* [Task description] The required lines are those that contain "boat"; pull them out of the data and copy them.

* [Source material]
————————
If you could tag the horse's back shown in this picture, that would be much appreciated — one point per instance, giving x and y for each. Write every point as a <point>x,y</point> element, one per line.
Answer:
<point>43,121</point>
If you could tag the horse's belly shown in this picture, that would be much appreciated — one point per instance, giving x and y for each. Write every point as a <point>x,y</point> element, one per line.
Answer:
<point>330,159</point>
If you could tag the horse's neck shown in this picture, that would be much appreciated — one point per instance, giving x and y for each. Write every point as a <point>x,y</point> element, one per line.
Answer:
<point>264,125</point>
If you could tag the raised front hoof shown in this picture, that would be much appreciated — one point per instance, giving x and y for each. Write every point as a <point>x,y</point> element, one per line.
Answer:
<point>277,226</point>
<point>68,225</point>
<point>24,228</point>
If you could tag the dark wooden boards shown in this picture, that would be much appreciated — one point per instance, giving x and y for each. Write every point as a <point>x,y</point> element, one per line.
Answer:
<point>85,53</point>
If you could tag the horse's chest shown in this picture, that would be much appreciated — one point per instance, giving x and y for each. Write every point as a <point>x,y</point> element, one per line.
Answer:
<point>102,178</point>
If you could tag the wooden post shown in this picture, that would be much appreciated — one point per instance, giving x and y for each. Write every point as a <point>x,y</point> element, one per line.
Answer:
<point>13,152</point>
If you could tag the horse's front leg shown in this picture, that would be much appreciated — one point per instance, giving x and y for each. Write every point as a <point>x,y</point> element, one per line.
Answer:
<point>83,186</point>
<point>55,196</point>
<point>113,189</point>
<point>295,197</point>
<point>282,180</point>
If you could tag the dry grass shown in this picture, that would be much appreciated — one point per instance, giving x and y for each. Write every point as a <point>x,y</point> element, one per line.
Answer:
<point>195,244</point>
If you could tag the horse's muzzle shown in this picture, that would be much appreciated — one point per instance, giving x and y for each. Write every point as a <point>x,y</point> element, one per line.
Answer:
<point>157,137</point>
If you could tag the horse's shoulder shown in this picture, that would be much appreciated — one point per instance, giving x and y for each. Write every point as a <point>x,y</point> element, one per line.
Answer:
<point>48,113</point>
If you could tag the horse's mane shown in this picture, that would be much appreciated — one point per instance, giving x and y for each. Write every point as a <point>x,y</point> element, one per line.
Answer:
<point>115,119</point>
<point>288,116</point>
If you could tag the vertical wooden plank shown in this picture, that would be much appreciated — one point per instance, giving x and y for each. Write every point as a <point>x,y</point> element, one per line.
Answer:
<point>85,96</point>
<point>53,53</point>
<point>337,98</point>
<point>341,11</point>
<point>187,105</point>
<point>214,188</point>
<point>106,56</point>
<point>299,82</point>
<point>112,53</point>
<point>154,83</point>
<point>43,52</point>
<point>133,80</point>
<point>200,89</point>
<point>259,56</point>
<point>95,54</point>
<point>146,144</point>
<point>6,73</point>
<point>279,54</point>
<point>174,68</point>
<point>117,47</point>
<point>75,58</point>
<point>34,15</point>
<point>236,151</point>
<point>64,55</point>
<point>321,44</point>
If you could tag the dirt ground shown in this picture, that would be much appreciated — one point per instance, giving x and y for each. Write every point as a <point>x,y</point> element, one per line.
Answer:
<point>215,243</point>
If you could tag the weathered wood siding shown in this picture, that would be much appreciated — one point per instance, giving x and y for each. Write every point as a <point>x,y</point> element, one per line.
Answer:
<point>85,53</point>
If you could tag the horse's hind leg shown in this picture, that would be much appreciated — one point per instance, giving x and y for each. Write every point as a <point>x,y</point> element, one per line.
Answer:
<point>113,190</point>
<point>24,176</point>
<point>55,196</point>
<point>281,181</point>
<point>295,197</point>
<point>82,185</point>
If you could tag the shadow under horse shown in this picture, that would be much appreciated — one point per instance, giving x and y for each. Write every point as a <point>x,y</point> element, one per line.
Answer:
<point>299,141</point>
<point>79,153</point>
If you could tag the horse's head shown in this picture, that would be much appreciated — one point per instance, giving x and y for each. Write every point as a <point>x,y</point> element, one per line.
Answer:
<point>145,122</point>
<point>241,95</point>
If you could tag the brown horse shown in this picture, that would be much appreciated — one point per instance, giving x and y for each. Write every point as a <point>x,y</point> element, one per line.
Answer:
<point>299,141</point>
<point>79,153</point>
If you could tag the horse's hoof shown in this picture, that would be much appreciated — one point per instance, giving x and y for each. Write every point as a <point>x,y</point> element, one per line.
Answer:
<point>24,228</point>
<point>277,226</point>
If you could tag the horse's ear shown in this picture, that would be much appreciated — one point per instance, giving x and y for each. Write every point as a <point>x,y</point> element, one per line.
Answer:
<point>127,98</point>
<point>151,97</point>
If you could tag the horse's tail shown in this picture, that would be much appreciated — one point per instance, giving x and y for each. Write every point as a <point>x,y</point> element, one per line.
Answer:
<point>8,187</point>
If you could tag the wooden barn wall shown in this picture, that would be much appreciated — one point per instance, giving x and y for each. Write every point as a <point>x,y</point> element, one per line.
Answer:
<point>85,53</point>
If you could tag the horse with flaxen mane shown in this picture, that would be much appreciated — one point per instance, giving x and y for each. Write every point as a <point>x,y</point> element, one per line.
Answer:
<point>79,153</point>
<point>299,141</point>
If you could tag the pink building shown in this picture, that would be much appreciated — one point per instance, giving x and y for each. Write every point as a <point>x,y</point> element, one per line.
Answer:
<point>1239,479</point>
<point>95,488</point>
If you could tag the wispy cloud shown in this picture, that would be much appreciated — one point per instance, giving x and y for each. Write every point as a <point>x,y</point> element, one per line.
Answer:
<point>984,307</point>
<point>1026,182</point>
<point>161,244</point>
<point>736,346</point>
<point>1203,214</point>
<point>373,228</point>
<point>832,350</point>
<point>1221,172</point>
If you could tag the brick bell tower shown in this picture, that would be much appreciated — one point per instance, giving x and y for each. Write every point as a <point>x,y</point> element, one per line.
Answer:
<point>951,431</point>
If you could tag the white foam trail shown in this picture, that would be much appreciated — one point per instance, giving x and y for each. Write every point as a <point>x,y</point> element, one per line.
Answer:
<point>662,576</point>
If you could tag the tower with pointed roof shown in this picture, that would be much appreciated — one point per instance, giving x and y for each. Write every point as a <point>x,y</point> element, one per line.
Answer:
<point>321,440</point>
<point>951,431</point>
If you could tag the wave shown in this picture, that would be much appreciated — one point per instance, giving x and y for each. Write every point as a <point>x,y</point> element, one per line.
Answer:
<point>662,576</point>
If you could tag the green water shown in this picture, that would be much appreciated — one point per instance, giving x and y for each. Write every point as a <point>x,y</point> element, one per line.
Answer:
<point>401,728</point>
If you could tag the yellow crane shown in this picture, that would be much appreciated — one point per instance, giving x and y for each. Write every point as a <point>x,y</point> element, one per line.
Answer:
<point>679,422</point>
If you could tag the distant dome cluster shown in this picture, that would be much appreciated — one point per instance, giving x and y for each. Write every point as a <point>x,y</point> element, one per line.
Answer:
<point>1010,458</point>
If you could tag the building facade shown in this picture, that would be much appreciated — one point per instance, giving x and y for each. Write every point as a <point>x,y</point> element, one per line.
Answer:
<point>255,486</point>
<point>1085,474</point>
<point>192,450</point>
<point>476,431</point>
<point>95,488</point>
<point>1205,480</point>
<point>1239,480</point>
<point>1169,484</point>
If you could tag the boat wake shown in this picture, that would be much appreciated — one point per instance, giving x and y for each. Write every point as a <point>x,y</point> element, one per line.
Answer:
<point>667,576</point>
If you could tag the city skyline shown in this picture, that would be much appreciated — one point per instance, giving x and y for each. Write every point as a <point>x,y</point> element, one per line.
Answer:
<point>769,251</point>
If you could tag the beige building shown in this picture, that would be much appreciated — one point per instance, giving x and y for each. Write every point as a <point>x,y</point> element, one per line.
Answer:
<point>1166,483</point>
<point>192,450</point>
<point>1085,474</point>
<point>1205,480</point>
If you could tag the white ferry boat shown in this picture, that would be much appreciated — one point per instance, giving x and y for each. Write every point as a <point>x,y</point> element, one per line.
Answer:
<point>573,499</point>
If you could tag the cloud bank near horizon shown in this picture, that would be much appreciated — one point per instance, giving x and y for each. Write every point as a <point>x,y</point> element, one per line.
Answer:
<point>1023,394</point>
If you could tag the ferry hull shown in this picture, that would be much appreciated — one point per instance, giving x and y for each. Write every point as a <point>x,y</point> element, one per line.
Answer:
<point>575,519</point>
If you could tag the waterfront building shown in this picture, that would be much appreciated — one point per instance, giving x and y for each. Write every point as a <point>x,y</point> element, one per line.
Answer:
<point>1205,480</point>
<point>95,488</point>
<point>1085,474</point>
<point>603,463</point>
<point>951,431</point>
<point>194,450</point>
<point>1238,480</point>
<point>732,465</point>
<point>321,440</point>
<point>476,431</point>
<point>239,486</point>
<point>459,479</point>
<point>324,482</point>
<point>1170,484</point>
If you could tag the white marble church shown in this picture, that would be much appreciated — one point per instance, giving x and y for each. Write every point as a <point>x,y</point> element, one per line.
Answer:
————————
* [Written response]
If you could tag the boat wake shown in this picture, that would be much appreciated — one point per instance, giving x and y for each. Write every point as a <point>x,y</point> element, one per line.
If you could tag the white ferry boat shown in this picture, that would be much appreciated — one point per instance, giving x and y for each. Write every point as a <point>x,y</point> element, one per line.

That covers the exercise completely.